▶ _Text_:
################
Making Your DME Billing Efforts Pay Off

DME Billing Roadblocks You Need to Understand

Ask anybody involved in the business of prescribing, manufacturing or selling DME (Durable Medical Equipment) items or supplies, and chances are more than three-fourths of them will tell you about the many difficulties they regularly face in maintaining a consistent collection rate with their DME billing efforts. Billing for healthcare products and services is a pretty complex affair in itself. With DME billing, things go up one notch higher. Let’s take a closer look.

One needs to remember that DME items can be either purchased or rented. This adds an extra layer of complexity to the DME billing process as the associated coding needs to be modified accordingly. Another DME billing caveat is remembering to bill for not just the main device, but also for supporting supplies that are required for its operation. To give an example, it would be an unfortunate overlook if somebody bills only the glucose monitor and forgets about the test strips.

To put it simply, billing for DME products requires a great deal of accuracy and considerable amounts of coding knowledge, not to mention the varying reimbursement requirements of different payers. The problem is, finding competent personnel to take care of these requirements can be a real challenge. This is especially true when one considers the general dearth of skilled labor in the market today.
################
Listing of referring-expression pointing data
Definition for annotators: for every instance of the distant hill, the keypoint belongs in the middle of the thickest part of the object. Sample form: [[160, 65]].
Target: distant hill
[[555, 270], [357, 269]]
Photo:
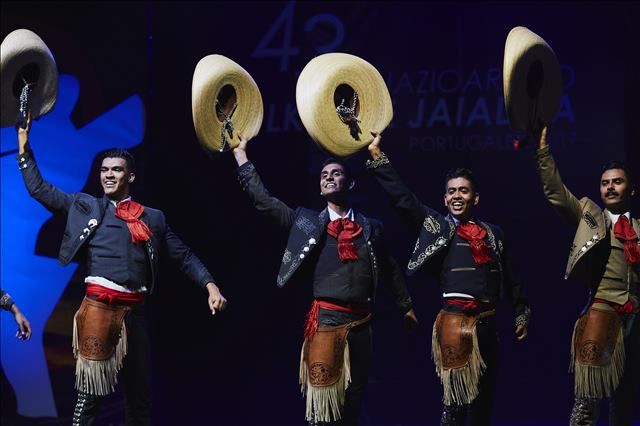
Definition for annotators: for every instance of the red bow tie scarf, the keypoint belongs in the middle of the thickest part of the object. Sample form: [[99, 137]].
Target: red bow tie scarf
[[475, 235], [130, 212], [625, 232], [345, 230]]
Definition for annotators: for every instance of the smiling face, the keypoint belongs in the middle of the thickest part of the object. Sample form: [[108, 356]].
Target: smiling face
[[115, 178], [460, 198], [334, 182], [616, 190]]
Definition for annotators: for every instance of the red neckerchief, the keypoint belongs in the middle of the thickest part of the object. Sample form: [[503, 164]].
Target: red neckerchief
[[475, 235], [625, 232], [130, 212], [345, 230]]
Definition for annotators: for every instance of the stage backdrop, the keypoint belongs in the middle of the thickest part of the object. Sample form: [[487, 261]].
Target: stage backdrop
[[126, 72]]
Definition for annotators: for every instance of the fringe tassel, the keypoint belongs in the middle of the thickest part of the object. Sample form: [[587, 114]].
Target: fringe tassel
[[98, 377], [460, 384], [325, 403], [594, 381]]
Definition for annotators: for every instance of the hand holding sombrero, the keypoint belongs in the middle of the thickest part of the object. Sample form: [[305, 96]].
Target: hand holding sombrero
[[339, 98], [225, 100], [532, 81], [28, 78]]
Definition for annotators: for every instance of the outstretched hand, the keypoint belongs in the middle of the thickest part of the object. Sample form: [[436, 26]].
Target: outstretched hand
[[521, 332], [374, 146], [539, 136], [23, 135], [216, 300], [24, 327]]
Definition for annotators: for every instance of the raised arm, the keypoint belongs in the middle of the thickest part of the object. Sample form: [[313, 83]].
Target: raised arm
[[54, 199], [556, 192], [404, 201], [251, 183]]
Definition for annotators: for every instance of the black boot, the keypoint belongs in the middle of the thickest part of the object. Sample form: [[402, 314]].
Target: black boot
[[585, 412]]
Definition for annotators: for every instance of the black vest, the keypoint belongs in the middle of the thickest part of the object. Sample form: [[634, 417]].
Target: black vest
[[460, 274], [112, 255]]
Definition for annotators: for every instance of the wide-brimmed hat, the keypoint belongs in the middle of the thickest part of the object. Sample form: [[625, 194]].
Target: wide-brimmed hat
[[225, 100], [340, 97], [25, 58], [532, 80]]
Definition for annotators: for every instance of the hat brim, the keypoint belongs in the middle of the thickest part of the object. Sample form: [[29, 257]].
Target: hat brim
[[315, 91], [19, 49], [532, 80], [211, 75]]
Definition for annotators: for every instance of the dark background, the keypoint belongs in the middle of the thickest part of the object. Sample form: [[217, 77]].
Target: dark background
[[240, 367]]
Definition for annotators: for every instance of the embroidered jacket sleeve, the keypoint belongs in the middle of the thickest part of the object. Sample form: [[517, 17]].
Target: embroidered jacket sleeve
[[180, 253], [403, 200], [54, 199], [392, 277], [556, 192], [6, 302], [264, 202]]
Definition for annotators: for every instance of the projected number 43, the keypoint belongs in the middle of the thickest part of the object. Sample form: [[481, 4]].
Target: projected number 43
[[268, 46]]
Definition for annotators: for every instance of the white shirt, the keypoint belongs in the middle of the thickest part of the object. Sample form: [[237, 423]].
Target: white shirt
[[614, 217], [104, 282]]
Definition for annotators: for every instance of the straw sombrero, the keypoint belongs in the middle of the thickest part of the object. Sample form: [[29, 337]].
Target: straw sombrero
[[224, 100], [531, 78], [340, 97], [25, 57]]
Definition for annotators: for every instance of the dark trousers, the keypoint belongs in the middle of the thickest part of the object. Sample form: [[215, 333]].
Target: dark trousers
[[480, 410], [622, 403], [134, 377], [360, 348]]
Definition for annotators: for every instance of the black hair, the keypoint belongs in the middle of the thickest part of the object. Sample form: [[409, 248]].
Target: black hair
[[460, 172], [120, 153]]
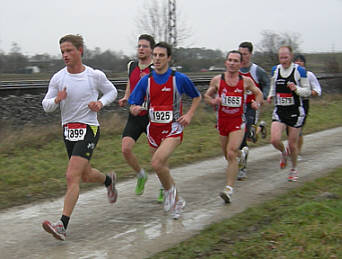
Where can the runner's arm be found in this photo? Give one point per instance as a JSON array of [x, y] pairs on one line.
[[210, 95]]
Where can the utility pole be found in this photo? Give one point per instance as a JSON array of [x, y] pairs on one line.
[[171, 25]]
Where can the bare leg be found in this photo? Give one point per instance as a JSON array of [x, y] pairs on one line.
[[78, 168], [276, 131], [127, 145]]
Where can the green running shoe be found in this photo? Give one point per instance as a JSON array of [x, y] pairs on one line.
[[139, 189], [161, 196]]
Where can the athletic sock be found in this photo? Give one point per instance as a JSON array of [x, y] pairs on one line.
[[108, 181], [229, 188], [141, 173], [65, 220]]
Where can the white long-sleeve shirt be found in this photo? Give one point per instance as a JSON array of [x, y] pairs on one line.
[[81, 89], [302, 83], [314, 84]]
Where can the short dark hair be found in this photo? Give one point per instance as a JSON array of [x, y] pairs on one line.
[[287, 47], [76, 40], [149, 38], [248, 45], [300, 57], [236, 52], [165, 45]]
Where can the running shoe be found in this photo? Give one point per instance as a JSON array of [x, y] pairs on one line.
[[160, 198], [252, 134], [112, 193], [243, 157], [283, 159], [226, 195], [140, 187], [56, 229], [169, 198], [242, 175], [178, 209], [293, 175], [263, 129]]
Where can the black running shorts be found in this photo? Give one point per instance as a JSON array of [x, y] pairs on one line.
[[85, 146], [135, 126]]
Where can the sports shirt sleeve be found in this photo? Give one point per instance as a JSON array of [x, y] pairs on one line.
[[106, 88], [315, 85], [139, 92], [264, 81], [303, 89], [272, 84], [48, 102], [185, 85]]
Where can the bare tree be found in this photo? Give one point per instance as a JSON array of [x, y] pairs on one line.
[[268, 47], [153, 19]]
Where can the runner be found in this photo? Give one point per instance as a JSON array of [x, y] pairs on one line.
[[262, 81], [289, 84], [228, 92], [75, 89], [315, 91], [163, 88], [136, 125]]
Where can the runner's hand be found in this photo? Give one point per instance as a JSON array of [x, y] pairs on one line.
[[123, 101], [135, 109], [95, 106], [61, 95], [184, 120]]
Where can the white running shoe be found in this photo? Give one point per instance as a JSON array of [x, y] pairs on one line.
[[242, 175], [56, 229], [226, 195], [112, 192], [293, 175], [170, 198], [178, 209], [243, 157]]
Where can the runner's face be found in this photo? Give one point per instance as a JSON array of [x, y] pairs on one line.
[[233, 62], [285, 57], [246, 56], [144, 49], [160, 59], [70, 54], [299, 62]]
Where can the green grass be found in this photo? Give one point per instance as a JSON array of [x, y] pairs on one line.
[[33, 160], [304, 223]]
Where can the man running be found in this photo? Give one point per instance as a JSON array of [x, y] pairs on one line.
[[228, 92], [315, 91], [289, 84], [162, 89], [75, 89], [136, 125], [262, 81]]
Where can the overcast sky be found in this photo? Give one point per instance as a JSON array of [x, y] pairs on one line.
[[37, 25]]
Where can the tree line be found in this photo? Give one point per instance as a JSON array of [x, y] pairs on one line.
[[188, 59]]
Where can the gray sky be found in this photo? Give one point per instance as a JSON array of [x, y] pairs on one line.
[[37, 25]]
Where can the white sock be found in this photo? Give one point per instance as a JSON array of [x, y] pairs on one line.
[[141, 173], [229, 188]]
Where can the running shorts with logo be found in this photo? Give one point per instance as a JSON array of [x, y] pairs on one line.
[[80, 139], [289, 106], [135, 126], [157, 133], [228, 125]]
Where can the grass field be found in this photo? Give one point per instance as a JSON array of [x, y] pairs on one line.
[[33, 160], [304, 223]]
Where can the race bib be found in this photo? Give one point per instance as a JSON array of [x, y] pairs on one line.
[[161, 116], [144, 106], [285, 99], [231, 101], [75, 131]]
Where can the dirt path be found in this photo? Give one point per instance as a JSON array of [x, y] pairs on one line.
[[136, 227]]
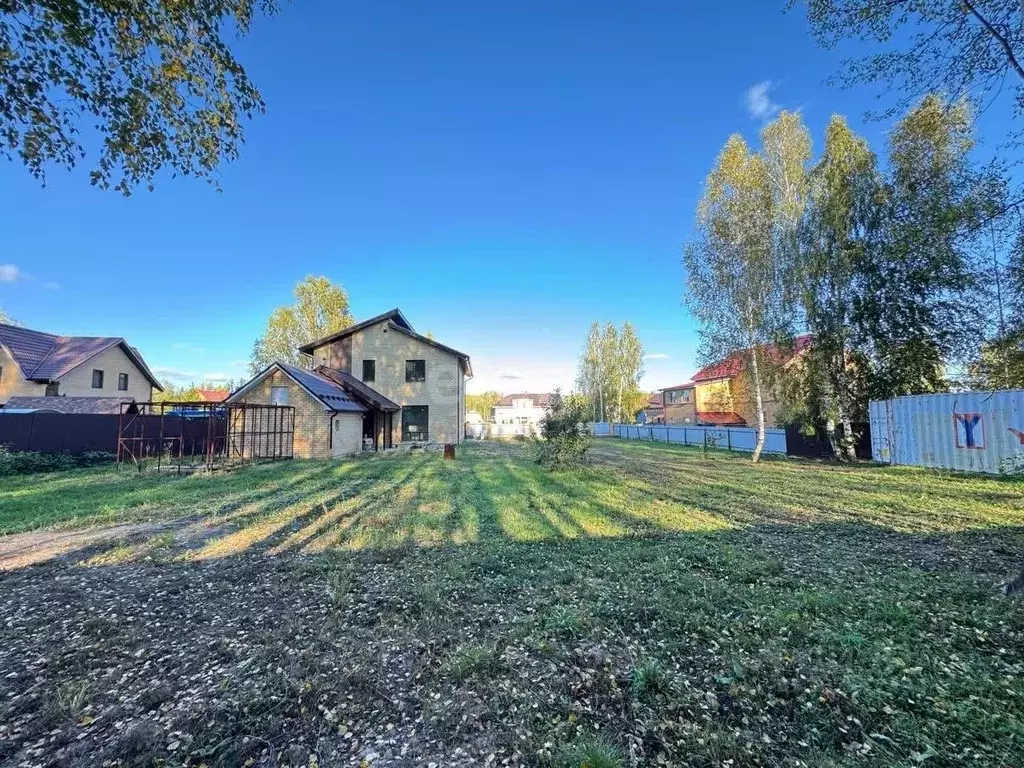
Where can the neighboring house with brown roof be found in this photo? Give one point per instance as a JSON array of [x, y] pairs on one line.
[[374, 385], [523, 412], [64, 404], [721, 393], [37, 364], [213, 395]]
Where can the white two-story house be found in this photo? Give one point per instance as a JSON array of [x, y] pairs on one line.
[[518, 414]]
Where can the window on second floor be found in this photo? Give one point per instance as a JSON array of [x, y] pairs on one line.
[[416, 370], [677, 396]]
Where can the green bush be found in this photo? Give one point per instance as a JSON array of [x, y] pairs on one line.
[[29, 462], [564, 431]]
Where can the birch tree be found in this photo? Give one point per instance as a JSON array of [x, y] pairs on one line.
[[842, 217], [610, 369], [147, 86], [320, 308], [741, 262], [590, 379]]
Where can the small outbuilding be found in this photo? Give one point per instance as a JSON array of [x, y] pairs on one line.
[[331, 414]]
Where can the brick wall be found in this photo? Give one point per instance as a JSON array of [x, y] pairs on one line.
[[347, 434], [312, 421], [443, 392]]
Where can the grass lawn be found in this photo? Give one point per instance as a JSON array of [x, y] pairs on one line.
[[657, 607]]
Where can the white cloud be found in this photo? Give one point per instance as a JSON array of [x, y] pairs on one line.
[[186, 347], [217, 378], [758, 99]]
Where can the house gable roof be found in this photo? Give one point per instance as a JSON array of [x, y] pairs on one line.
[[69, 404], [361, 391], [733, 365], [45, 357], [327, 392], [394, 315], [463, 357]]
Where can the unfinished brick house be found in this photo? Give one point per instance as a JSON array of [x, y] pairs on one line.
[[373, 386]]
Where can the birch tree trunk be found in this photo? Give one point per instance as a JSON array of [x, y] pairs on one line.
[[843, 402], [759, 406]]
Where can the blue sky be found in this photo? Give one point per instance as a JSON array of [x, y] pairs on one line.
[[505, 173]]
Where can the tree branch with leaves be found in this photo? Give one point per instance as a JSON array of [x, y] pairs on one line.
[[156, 80]]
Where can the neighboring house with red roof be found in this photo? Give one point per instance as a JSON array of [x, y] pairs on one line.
[[721, 393], [373, 385], [35, 364]]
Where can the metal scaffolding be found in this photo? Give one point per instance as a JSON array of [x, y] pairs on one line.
[[189, 436]]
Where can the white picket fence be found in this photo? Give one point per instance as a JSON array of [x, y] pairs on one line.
[[732, 438]]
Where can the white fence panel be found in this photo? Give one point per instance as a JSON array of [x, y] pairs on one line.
[[973, 431], [732, 438]]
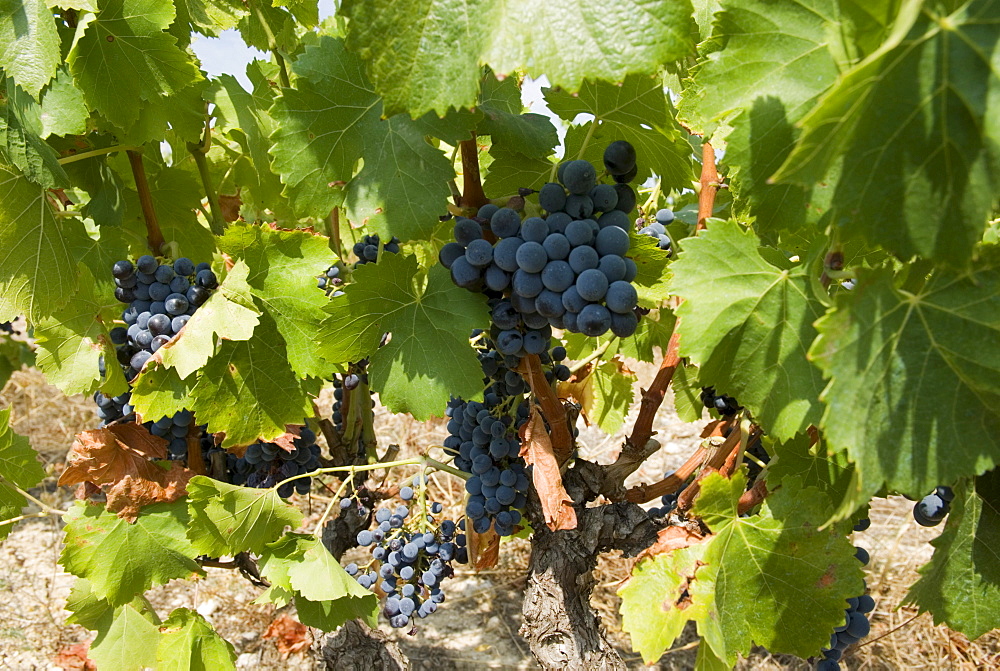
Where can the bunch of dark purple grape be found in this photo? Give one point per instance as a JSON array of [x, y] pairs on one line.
[[367, 248], [856, 625], [566, 270], [266, 464], [161, 299], [930, 510], [411, 556], [658, 229], [724, 405]]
################
▶ _Work item_: Continue the DME billing text from where it stops.

▶ _Output for this task_:
Aiming for a Better Billing Process

With a view to improving efficiency, minimizing errors and increasing collections, a large number of DME providers are enthusiastically outsourcing their DME billing tasks to specialized billing agencies. When done with some amount of strategic planning, outsourcing of billing operations to an external billing partner – especially if that partner is located in a foreign country where the cost of labor is cheap but the local talent pool is plentiful – can bring about fantastic savings for the provider.

One of the biggest advantages that DME practices can reap from an outsourced scenario is instantly improving the overall efficiency and effectiveness of their billing operations. This is largely owing to the fact that professional billing agencies employ highly streamlined processes that invariably result in big improvements in the overall quality of a practice’s billing operations.

Moreover, providers are usually required to pay for actual hours of work done, based on a pre-determined fixed hourly rate. And this can add up to an optimal operational expenditure. It is important to remember that this also comes with an absence of all other forms of cost which are normally associated with a conventional, in-house setting.